● Text

--------

We took off from Quidas at 3 pm heading west, then north up the coast to Terrace Bay. It's a little bit longer than the straight-line journey but flying over the sea is a lot smoother than over the mountains. [You may want to read the previous, related post (night one) and also the next post (night three)]
I get the impression that my fellow travellers are bored. I have difficulty understanding this, but then I'm a lover of Namibia and not one of those “we've-been-around-the-world” travellers. Also, I'm a little tired of their conspiracy theories and gaslighting. “Let's keep the brilliance under wraps”, the wife tells her hubby. He's trying to educate me about biochemistry, which I taught for about 20 years in the UK. Anyway, they both fall asleep. Me, I can't get enough of this beautiful vista. Every now-and-then I talk to Henk, our pilot and guide, getting local information and insights.
Terrace Bay has “roaring” sand dunes, has roaring sand dunes. Henk drives us up the dunes in an old, I'll say classic Land Rover.
I sit on top to get a better view. It is a bit windy; I get sandblasted, but it is magical. At the top of one of the dunes, Henk slides down, the sliding sand making a unique sound that I cannot quite describe. I give it a try and also get the sands to roar with a nice vibration under my butt, very lekker. My travelling diary entry: “Awesome magic moments!” We drive back to the plane. Unfortunately, the wind affected the sound of a video that I took, but I've found an alternative on YouTube1
The sun is starting to dip over the ocean, and we need to get to Leyland’s Drift [Camp 2] before nightfall. We fly over the Kuiseb river where we can see desert elephants, six adults and a calf, and giraffe below. These animals are not a different species but are uniquely adapted to desert conditions. Maybe we'll see desert elephants close up tomorrow?

--------

● Stored data
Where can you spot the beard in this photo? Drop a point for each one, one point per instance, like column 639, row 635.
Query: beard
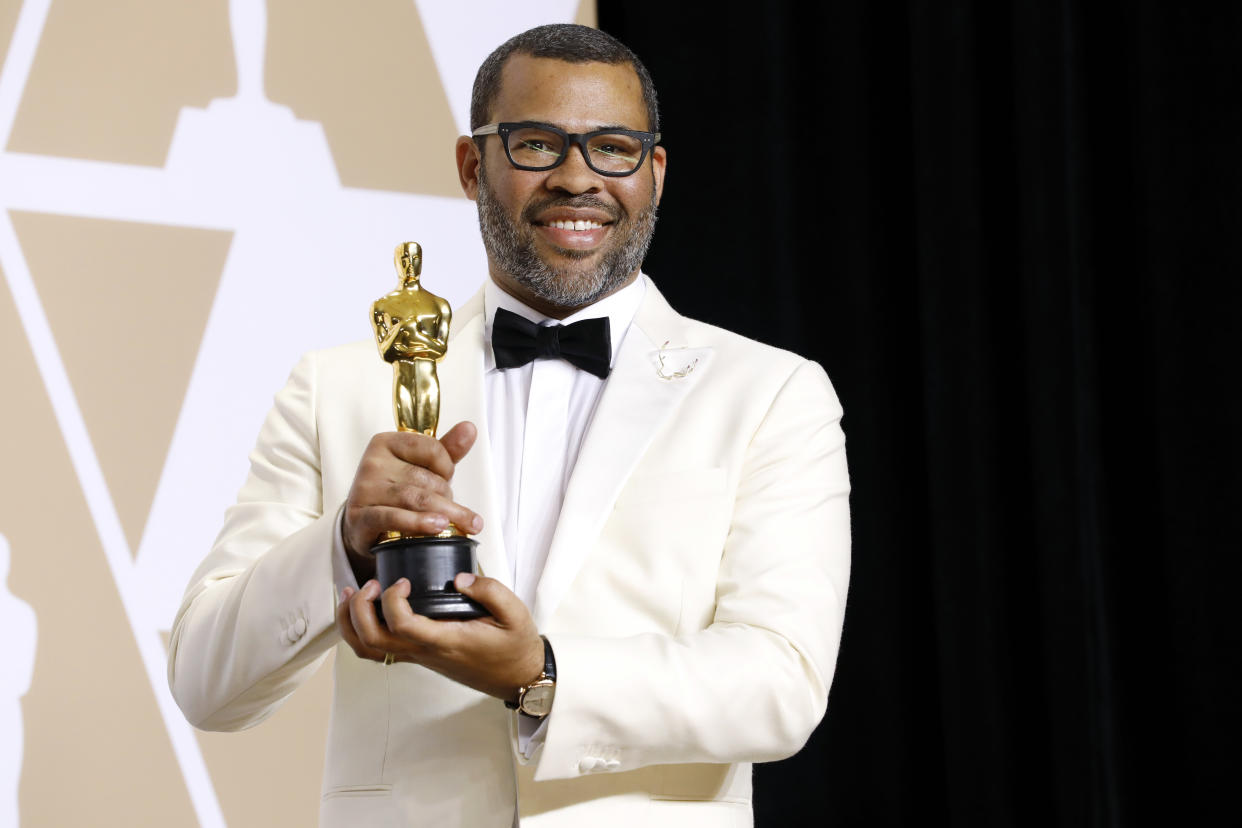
column 571, row 284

--------

● Description of the task
Write out, word for word, the passage of the Namibia travel account above from "I sit on top" to "close up tomorrow?".

● Response to this exercise
I sit on top to get a better view. It is a bit windy; I get sandblasted, but it is magical. At the top of one of the dunes, Henk slides down, the sliding sand making a unique sound that I cannot quite describe. I give it a try and also get the sands to roar with a nice vibration under my butt, very lekker. My travelling diary entry: “Awesome magic moments!” We drive back to the plane. Unfortunately, the wind affected the sound of a video that I took, but I've found an alternative on YouTube1
The sun is starting to dip over the ocean, and we need to get to Leyland’s Drift [Camp 2] before nightfall. We fly over the Kuiseb river where we can see desert elephants, six adults and a calf, and giraffe below. These animals are not a different species but are uniquely adapted to desert conditions. Maybe we'll see desert elephants close up tomorrow?